→ **Fragmento del texto**:
——————

Y de ahí, de per-sonar, surgiría el
nombre persona.
A estas alturas, a nadie le extraña que consideremos el
mundo como teatro y que cada persona es lo que es en función del papel que le
ha tocado en el reparto. Quizá La vida es sueño (1635) de Calderón sea uno de
los lugares donde con mayor claridad, rigor y belleza se ha profundizado en
este punto.
La visión de Calderón sobre la vida como teatro encuentra un
eco previo en Shakespeare, en Como gustéis (1599, As You Like It), donde encontramos
la idea de que “Todo el mundo es un escenario (All the world's a stage, Acto II, Escena VII). Esta conexión
temática no sólo resalta la universalidad y la perdurabilidad de la metáfora
teatral, sino que también prepara el escenario para una exploración moderna de
estos temas.

——————

→ **Las tareas**:
**A.** Copia el fragmento entre "A estas alturas, a" y "estos temas.", ambos incluidos, y cambia "escenario" por "tablado".
**B.** Según el fragmento, ¿en qué obra de Shakespeare aparece la idea de que todo el mundo es un escenario?
**C.** Explica en una a tres oraciones qué importancia atribuye el fragmento a la conexión temática entre Calderón y Shakespeare.
Los ítems no tienen ningún papel en este trabajo.

——————

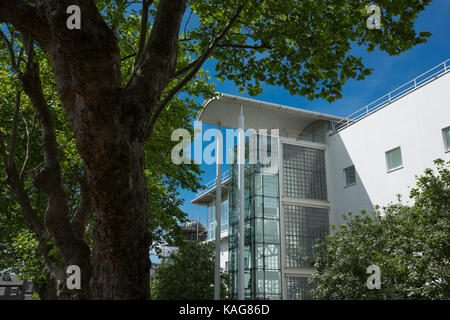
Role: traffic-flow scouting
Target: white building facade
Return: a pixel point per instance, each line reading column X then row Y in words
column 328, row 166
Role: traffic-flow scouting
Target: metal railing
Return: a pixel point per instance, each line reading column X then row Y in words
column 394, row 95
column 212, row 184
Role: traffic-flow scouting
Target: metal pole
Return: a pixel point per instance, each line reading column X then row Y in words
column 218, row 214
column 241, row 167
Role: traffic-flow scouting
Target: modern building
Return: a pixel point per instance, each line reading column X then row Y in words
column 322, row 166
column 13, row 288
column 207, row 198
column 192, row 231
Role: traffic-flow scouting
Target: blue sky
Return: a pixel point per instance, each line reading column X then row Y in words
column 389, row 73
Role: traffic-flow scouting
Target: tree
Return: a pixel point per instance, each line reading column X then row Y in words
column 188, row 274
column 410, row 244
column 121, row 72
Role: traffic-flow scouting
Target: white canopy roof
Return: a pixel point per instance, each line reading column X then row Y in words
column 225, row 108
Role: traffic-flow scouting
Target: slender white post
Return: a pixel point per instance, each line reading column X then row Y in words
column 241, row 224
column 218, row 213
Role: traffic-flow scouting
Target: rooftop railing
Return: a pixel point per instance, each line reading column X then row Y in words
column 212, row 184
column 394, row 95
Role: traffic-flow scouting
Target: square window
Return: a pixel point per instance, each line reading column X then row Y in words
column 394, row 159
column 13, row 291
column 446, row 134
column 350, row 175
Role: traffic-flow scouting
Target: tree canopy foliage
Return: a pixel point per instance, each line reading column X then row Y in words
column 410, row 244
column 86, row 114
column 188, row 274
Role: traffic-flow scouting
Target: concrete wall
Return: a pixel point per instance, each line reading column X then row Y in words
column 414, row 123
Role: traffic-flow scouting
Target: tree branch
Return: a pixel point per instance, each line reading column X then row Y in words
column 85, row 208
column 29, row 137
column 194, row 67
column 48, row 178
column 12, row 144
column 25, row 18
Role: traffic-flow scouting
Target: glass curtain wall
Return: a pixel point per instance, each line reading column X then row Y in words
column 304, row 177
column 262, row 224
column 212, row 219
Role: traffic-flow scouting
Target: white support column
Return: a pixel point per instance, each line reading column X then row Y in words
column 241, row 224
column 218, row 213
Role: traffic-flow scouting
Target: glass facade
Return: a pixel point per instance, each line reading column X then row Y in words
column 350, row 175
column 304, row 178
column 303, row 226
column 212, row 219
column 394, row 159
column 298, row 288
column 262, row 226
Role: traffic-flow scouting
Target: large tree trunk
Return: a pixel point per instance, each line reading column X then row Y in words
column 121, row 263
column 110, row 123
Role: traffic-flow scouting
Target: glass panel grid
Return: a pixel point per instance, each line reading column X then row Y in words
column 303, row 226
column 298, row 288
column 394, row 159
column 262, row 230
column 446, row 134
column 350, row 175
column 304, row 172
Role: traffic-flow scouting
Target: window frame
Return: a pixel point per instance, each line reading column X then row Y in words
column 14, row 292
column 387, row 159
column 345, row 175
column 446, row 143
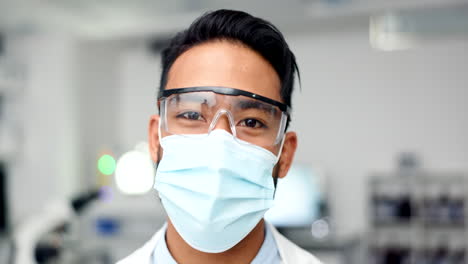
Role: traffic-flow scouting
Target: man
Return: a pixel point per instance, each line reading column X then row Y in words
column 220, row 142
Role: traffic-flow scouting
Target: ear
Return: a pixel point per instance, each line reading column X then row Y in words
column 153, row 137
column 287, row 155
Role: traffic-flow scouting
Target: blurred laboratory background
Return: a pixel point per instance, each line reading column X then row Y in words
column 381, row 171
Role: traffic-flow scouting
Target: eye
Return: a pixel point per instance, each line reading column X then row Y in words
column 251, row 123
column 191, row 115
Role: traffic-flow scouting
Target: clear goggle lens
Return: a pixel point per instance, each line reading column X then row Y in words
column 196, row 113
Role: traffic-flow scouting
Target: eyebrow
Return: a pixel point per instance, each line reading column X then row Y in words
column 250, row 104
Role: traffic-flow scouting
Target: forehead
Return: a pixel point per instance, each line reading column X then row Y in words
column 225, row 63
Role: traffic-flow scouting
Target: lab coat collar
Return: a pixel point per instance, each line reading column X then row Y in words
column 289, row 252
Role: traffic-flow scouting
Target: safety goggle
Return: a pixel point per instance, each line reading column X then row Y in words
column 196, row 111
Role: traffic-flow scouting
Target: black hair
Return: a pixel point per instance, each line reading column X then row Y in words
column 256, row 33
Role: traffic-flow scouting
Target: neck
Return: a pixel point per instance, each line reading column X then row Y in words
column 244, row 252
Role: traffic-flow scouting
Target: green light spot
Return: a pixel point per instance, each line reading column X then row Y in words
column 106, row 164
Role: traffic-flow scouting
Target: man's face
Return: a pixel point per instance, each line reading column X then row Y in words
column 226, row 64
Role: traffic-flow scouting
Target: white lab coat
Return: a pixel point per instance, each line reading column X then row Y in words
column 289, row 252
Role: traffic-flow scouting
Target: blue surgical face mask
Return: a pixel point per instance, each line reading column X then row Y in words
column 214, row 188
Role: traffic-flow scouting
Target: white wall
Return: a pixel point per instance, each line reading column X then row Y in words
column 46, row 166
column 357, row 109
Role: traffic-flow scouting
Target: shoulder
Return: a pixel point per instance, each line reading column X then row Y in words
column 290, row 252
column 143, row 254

——————

→ **Resultados en orden**:
**A.**
A estas alturas, a nadie le extraña que consideremos el
mundo como teatro y que cada persona es lo que es en función del papel que le
ha tocado en el reparto. Quizá La vida es sueño (1635) de Calderón sea uno de
los lugares donde con mayor claridad, rigor y belleza se ha profundizado en
este punto.
La visión de Calderón sobre la vida como teatro encuentra un
eco previo en Shakespeare, en Como gustéis (1599, As You Like It), donde encontramos
la idea de que “Todo el mundo es un tablado (All the world's a stage, Acto II, Escena VII). Esta conexión
temática no sólo resalta la universalidad y la perdurabilidad de la metáfora
teatral, sino que también prepara el tablado para una exploración moderna de
estos temas.

**B.** En Como gustéis (As You Like It), de 1599.

**C.** Esa conexión resalta la universalidad y la perdurabilidad de la metáfora teatral. Además, prepara el escenario para una exploración moderna de estos temas.